Vice President Joe Biden marked Martin Luther King, Jr. day by declaring voting "the single most dangerous" right at a breakfast honoring King's legacy.
Joe Biden
U.S. Vice President Joe Biden speaks during the National Action Network's annual King Day Breakfast, at The Mayflower Hotel, Jan. 20, 2014 in Washington, DC.

Vice President Joe Biden marked Martin Luther King Jr. day by declaring voting "the single most dangerous" right at a breakfast honoring King's legacy. 

"I have to admit I never thought we would be fighting the fight again on voting rights," Biden said at the event organized by Rev. Al Sharpton's civil rights group. "I really didn't. I really didn't."

Although he didn't call out one party over another in his remarks, he has been a vocal critic of Republican voter suppression efforts in the past. The vice president described civil rights as "issue that really got me involved [in politics] in the first place," he said, telling stories about racial divisions in his hometown during his childhood. 

"This has been the ultimate fight because our opponents know -- they know -- the single most dangerous thing to give us is the right to vote," he said to cheers from the audience.

+-------+

→ TO DO
- 1) Please copy the Biden excerpt word for word from "Although he didn't" to "from the audience.".
- 2) According to the Biden excerpt, at which hotel was the King Day Breakfast held?
Rely only on the Biden excerpt when working with these lines.

+-------+

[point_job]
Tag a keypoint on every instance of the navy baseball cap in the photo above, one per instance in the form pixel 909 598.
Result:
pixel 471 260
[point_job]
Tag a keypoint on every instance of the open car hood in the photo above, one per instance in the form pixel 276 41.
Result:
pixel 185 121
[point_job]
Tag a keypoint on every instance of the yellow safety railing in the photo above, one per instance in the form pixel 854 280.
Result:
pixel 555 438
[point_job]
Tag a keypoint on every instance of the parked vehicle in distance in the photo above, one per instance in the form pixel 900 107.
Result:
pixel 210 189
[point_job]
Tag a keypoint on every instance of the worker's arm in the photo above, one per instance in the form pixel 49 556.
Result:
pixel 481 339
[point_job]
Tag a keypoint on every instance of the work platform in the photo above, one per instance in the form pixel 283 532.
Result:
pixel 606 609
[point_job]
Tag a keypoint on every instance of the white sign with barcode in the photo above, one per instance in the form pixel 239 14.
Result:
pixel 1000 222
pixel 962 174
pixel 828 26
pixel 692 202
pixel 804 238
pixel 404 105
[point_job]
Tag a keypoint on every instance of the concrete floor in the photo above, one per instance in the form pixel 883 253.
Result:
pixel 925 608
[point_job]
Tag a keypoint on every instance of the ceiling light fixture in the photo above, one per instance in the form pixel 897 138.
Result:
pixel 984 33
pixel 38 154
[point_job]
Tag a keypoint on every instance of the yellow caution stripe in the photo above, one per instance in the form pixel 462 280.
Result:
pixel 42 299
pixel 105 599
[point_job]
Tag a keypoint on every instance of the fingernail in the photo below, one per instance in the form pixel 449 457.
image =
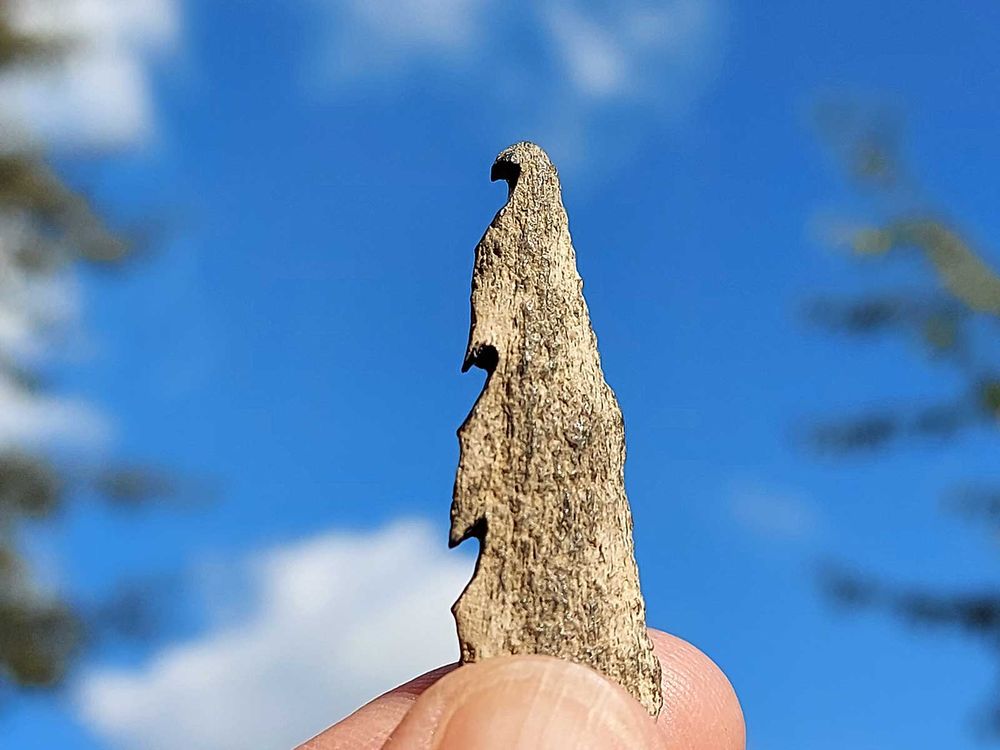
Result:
pixel 535 703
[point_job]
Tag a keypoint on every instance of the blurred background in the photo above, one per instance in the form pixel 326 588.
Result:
pixel 235 248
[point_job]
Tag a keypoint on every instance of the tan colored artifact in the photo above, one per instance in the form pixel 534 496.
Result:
pixel 540 480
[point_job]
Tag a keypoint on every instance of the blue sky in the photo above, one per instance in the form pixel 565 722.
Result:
pixel 324 169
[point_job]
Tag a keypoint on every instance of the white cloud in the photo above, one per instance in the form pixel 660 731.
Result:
pixel 774 514
pixel 98 95
pixel 337 620
pixel 375 36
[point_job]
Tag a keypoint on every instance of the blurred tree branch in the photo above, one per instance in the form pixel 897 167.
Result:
pixel 46 225
pixel 948 319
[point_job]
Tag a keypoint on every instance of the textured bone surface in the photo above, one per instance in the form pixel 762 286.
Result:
pixel 540 479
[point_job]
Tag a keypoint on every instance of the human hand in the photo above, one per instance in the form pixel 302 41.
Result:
pixel 543 703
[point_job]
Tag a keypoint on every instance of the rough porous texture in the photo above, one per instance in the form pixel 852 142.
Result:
pixel 540 480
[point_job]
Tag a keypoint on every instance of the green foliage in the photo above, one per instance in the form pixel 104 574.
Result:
pixel 40 633
pixel 954 320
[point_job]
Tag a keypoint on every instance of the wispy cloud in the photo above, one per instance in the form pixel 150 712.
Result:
pixel 774 514
pixel 338 619
pixel 98 95
pixel 554 68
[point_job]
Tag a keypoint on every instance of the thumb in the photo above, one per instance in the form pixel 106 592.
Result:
pixel 522 702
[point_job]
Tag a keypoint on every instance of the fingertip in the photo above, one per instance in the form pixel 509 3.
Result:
pixel 701 710
pixel 521 702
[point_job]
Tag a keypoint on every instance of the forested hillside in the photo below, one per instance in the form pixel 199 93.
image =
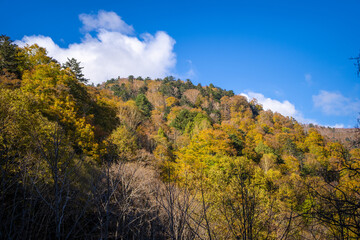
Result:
pixel 136 158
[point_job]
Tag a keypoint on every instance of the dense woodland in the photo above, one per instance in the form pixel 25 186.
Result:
pixel 136 158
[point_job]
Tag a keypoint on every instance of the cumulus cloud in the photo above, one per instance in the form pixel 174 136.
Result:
pixel 113 51
pixel 333 103
pixel 285 107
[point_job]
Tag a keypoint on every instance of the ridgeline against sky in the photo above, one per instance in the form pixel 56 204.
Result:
pixel 292 56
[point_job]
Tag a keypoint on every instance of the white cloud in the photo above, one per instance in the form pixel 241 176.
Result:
pixel 332 103
pixel 285 107
pixel 113 52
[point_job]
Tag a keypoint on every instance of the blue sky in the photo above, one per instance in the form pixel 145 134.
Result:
pixel 293 56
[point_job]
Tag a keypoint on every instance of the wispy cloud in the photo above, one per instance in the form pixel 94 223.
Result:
pixel 285 107
pixel 113 51
pixel 334 103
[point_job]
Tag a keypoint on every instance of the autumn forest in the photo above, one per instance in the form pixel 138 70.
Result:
pixel 141 158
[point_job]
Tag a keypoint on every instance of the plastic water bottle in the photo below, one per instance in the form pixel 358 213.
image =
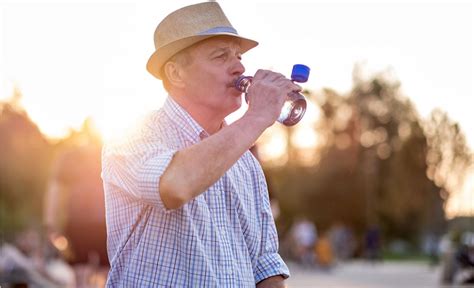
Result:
pixel 295 103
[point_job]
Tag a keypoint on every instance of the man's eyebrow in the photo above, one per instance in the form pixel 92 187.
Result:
pixel 219 50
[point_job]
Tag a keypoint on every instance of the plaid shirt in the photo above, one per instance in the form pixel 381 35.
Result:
pixel 225 237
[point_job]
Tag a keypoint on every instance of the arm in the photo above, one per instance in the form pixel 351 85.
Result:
pixel 196 168
pixel 272 282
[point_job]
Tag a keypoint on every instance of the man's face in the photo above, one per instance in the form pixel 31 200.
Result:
pixel 209 78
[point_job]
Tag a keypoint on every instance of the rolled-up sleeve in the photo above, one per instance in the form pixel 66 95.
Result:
pixel 137 169
pixel 269 263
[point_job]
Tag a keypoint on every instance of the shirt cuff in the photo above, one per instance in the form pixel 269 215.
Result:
pixel 269 265
pixel 149 179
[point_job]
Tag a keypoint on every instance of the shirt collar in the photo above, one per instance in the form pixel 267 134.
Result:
pixel 184 120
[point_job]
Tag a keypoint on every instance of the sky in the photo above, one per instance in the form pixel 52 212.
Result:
pixel 74 59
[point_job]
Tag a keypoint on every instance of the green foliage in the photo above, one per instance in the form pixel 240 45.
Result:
pixel 24 169
pixel 373 167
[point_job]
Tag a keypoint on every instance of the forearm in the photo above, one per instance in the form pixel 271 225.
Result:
pixel 197 167
pixel 272 282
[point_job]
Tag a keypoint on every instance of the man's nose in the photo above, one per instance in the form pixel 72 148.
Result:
pixel 237 68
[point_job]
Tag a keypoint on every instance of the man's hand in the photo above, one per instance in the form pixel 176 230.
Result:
pixel 267 94
pixel 272 282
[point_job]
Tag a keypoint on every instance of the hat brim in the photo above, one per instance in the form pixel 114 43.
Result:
pixel 163 54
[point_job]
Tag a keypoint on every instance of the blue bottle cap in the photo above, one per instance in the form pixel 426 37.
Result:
pixel 300 73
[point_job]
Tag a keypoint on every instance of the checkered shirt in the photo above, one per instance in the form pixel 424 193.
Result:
pixel 225 237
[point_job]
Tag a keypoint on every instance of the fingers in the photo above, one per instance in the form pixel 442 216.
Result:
pixel 276 78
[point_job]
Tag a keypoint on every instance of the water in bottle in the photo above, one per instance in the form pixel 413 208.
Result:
pixel 295 103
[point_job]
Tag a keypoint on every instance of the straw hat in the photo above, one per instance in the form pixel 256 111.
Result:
pixel 187 26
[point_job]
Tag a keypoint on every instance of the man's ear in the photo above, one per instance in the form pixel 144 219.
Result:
pixel 174 74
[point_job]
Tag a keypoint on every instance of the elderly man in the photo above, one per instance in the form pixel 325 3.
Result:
pixel 186 202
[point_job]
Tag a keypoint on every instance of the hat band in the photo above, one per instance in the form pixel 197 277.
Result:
pixel 217 30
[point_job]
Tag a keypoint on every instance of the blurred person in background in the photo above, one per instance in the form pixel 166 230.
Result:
pixel 186 202
pixel 74 212
pixel 304 236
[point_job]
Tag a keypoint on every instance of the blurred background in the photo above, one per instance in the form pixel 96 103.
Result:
pixel 373 188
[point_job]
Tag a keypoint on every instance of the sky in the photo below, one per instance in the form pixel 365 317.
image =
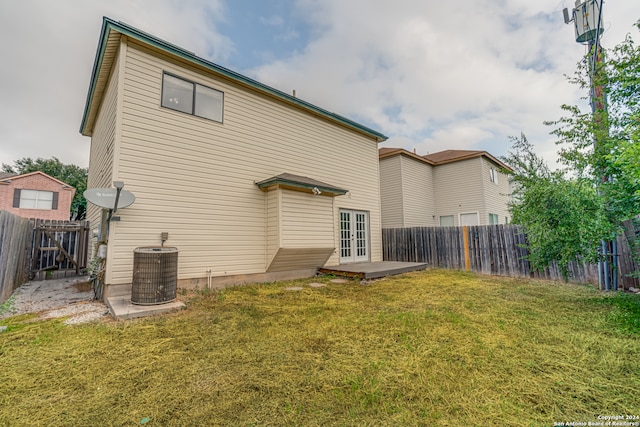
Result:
pixel 432 75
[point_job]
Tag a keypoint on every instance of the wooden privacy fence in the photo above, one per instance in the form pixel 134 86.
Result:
pixel 489 249
pixel 59 248
pixel 34 249
pixel 15 241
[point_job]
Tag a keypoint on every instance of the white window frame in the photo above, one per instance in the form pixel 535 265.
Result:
pixel 453 221
pixel 37 199
pixel 198 92
pixel 493 175
pixel 462 214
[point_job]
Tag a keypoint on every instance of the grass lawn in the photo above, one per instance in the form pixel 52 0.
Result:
pixel 428 348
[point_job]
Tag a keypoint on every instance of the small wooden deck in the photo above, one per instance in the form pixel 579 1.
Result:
pixel 373 270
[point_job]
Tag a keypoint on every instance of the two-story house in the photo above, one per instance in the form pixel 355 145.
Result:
pixel 248 182
pixel 448 188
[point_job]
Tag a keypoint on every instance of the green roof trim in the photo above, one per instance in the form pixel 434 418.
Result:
pixel 109 25
pixel 301 183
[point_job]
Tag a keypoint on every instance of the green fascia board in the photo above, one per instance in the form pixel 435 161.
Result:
pixel 109 24
pixel 298 184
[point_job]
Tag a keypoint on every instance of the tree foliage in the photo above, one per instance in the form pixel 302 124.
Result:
pixel 563 217
pixel 604 145
pixel 567 213
pixel 70 174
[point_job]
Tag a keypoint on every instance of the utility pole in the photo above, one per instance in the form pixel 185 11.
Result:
pixel 587 19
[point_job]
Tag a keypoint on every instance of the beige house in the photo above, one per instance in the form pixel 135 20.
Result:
pixel 248 182
pixel 449 188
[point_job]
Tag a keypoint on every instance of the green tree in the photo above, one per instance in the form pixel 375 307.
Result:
pixel 70 174
pixel 564 219
pixel 567 213
pixel 604 146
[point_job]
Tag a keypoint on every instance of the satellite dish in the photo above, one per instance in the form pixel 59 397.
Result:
pixel 106 197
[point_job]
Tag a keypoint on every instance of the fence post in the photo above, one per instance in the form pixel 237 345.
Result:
pixel 467 258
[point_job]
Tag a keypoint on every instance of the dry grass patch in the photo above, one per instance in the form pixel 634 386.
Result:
pixel 430 348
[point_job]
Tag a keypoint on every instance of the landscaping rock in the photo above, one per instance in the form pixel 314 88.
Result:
pixel 317 285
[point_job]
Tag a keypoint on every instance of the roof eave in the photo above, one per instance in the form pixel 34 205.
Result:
pixel 109 24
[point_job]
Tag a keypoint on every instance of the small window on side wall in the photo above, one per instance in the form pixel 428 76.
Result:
pixel 191 98
pixel 446 221
pixel 35 199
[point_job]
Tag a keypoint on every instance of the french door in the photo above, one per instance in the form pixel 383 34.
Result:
pixel 354 236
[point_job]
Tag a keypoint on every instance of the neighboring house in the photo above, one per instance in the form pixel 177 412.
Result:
pixel 36 195
pixel 449 188
pixel 250 183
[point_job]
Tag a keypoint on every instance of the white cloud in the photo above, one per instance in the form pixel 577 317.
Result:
pixel 48 53
pixel 431 75
pixel 438 75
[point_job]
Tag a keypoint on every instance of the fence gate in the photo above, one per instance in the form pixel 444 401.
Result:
pixel 59 249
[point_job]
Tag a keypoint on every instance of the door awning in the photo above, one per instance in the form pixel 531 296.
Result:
pixel 300 183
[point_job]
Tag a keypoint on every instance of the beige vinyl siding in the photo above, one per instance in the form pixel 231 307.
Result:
pixel 102 143
pixel 417 190
pixel 459 188
pixel 391 192
pixel 273 219
pixel 194 178
pixel 307 220
pixel 496 196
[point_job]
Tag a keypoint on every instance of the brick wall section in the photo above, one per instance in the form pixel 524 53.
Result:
pixel 36 181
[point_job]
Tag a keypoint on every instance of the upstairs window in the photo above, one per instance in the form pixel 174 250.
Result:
pixel 35 199
pixel 493 175
pixel 191 98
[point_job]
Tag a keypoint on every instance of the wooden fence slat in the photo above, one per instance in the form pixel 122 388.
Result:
pixel 500 250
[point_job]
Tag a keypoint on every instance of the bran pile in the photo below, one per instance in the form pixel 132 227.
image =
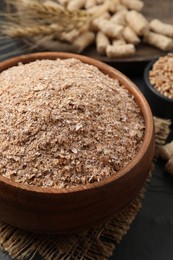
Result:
pixel 64 123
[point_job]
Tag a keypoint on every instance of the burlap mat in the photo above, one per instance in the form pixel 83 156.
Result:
pixel 97 243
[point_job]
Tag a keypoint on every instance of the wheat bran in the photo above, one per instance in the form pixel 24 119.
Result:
pixel 64 123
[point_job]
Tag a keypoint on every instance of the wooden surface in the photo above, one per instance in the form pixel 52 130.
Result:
pixel 161 9
pixel 69 210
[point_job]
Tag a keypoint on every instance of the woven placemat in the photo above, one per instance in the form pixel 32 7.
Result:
pixel 97 243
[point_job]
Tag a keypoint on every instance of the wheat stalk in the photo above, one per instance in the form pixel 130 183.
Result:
pixel 46 23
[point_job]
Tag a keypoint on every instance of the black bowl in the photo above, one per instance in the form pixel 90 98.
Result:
pixel 161 106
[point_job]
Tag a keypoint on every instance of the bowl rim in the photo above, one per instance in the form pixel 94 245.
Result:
pixel 111 72
pixel 149 85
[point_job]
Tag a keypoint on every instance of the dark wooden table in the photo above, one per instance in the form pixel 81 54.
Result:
pixel 151 234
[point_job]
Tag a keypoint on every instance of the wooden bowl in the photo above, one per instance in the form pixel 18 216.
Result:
pixel 52 210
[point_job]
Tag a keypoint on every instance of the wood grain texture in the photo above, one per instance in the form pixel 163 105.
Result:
pixel 69 210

+-------+

→ SOLVED TASKS
- 1)
Although he didn't call out one party over another in his remarks, he has been a vocal critic of Republican voter suppression efforts in the past. The vice president described civil rights as "issue that really got me involved [in politics] in the first place," he said, telling stories about racial divisions in his hometown during his childhood. 

"This has been the ultimate fight because our opponents know -- they know -- the single most dangerous thing to give us is the right to vote," he said to cheers from the audience.

- 2) The Mayflower Hotel in Washington, DC.